■ What you should do ■
Can you rewrite all of the data below as a numbered list, skipping blank lines and leaving any pictures out of your answer?

[BEGIN Data excerpts]

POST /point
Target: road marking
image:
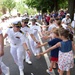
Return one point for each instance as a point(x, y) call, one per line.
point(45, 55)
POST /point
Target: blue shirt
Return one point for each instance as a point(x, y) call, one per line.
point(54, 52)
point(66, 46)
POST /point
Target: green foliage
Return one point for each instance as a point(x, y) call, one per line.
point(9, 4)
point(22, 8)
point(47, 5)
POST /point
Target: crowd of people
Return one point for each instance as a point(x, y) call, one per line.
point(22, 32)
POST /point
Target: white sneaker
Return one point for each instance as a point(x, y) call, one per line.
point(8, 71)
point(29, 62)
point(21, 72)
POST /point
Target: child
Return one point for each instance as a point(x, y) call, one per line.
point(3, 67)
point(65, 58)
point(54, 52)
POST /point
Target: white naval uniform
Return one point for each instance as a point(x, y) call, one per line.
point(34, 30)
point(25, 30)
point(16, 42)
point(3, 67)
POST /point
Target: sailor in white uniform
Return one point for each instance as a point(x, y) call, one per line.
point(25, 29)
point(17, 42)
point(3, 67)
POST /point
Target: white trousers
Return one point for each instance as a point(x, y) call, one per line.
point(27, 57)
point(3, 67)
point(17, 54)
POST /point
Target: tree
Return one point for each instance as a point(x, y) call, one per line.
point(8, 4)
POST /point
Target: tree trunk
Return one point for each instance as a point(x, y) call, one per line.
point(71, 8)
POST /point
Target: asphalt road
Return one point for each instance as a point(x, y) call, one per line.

[END Data excerpts]

■ Correct result ■
1. POST /point
2. Target: road marking
3. image:
4. Return one point for each instance as a point(x, y) call, one per line.
5. point(45, 55)
6. POST /point
7. Target: blue shirt
8. Return one point for each instance as a point(x, y) call, one per line.
9. point(54, 52)
10. point(66, 46)
11. POST /point
12. Target: green foliage
13. Return one point for each instance as a point(x, y) call, one per line.
14. point(9, 4)
15. point(22, 8)
16. point(47, 5)
17. POST /point
18. Target: crowd of people
19. Return one point for each instance as a point(x, y) call, one per line.
20. point(22, 32)
21. POST /point
22. Target: white sneaker
23. Return one point for each instance as a point(x, y) call, one per line.
24. point(8, 71)
25. point(29, 62)
26. point(21, 72)
27. POST /point
28. Target: child
29. Return one point for each instance as a point(x, y) call, one per line.
30. point(3, 67)
31. point(65, 58)
32. point(54, 52)
33. POST /point
34. Target: white naval uniform
35. Return one point for each instance as a point(x, y) call, one per line.
36. point(34, 30)
37. point(25, 30)
38. point(16, 42)
39. point(3, 67)
40. POST /point
41. Target: sailor in white uniform
42. Return one point for each instance as a point(x, y) call, one per line.
43. point(25, 29)
44. point(17, 42)
45. point(3, 67)
46. POST /point
47. Target: white trousers
48. Return one point for each instance as a point(x, y) call, one per line.
49. point(27, 57)
50. point(3, 67)
51. point(17, 54)
52. POST /point
53. Target: tree
54. Return one point for each instance as a point(x, y) call, one per line.
55. point(8, 4)
56. POST /point
57. Target: tree trunk
58. Return one point for each instance as a point(x, y) call, one per line.
59. point(71, 8)
60. POST /point
61. Target: asphalt road
62. Return one point for each instance as a point(x, y) call, one per line.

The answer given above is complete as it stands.